| Document passage |
──────────

The Covid-19 pandemic plunged the world economy into the worst recession experienced in post-war history. However, the World Bank predicts a return to global growth of 5,6% for 2021.
This would mark the strongest growth rate in economic activity since 1973 and it would be placed as the strongest paced post-recession recovery in 80 years. However, it seems that the rate of economic recovery is not evenly spread across the globe.
Sanisha Packirisamy, economist at Momentum Investments, points out that there is a marked difference in the rate of recovery between developed and emerging economies.
“Some advanced economies drew down their fiscal buffers and mobilised significant amounts of public sector funds to combat the negative health and economic impacts of the crisis. In comparison, emerging markets, on average, had limited policy space entering the crisis. As such, they had less funds to deploy to support an economic recovery.”
She adds that highly unequal vaccine coverage has further driven a wedge between expected growth outcomes in advanced economies and their developing counterparts.
“In its latest World Economic Outlook Update publication for July 2021, the International Monetary Fund showed that close to 40% of the population in advanced economies have been fully vaccinated. This share drops by more than half when looking at the data for emerging economies.”
Packirisamy clarifies that despite stronger external demand from advanced nations, the expected growth rebound in low-income developing countries will be weighed down by a slow rollout of the vaccine and bleak labour market prospects. Advanced economies, by comparison, are expected to recover to their pre-recession levels quicker, and the amount of spare capacity in these economies is likely to reduce at a faster pace.
Over the recovery period from this latest economic depression, there are likely to be two key differences from previous events such as these.

──────────

| Tasks to carry out |
1. Answer these questions about the passage on the uneven global economic recovery, one per line, marking each answer (a), (b), or (c):
(a) Since what year would the predicted 2021 growth be the strongest rate of economic activity?
(b) Who is the economist quoted, and where does she work?
(c) According to the IMF, about what share of the population in advanced economies has been fully vaccinated?
2. Summarize the passage on the uneven global economic recovery in two sentences.

──────────

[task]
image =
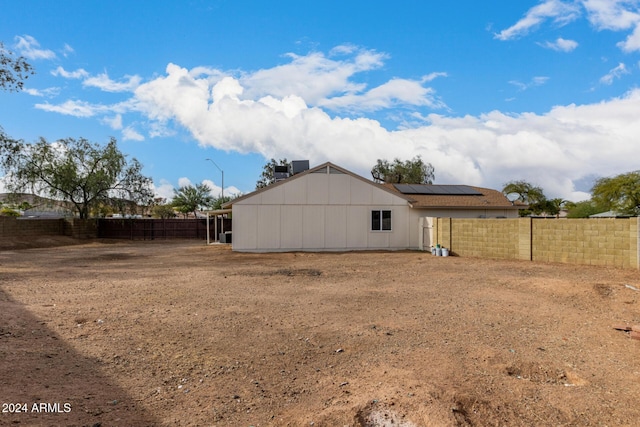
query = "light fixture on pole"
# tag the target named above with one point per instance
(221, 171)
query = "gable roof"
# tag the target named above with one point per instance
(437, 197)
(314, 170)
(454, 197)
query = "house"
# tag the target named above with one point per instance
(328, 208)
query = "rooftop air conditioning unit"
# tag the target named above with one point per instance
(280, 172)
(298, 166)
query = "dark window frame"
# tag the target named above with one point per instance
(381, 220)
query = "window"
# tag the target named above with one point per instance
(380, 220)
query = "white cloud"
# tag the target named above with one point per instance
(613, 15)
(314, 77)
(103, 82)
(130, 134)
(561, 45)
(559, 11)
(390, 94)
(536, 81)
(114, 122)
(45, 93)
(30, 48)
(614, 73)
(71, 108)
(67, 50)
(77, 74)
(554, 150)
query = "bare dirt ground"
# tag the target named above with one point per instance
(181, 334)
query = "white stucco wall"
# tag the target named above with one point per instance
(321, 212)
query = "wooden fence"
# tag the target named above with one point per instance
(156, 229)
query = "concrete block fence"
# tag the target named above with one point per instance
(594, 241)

──────────

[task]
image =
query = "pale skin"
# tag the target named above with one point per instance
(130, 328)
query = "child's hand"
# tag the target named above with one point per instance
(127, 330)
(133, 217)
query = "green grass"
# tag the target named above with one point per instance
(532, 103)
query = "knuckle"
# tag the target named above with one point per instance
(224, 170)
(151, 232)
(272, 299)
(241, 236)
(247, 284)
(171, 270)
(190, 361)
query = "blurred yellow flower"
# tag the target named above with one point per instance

──────────

| Answers for the exercise |
1.
(a) 1973
(b) Sanisha Packirisamy, at Momentum Investments
(c) Close to 40%

2. After the Covid-19 pandemic caused the worst recession of the post-war era, the World Bank predicts that global growth will return strongly in 2021, but the recovery is not evenly spread. According to Momentum Investments economist Sanisha Packirisamy, advanced economies are expected to recover faster than emerging ones because they had more public funds to deploy and far higher vaccine coverage.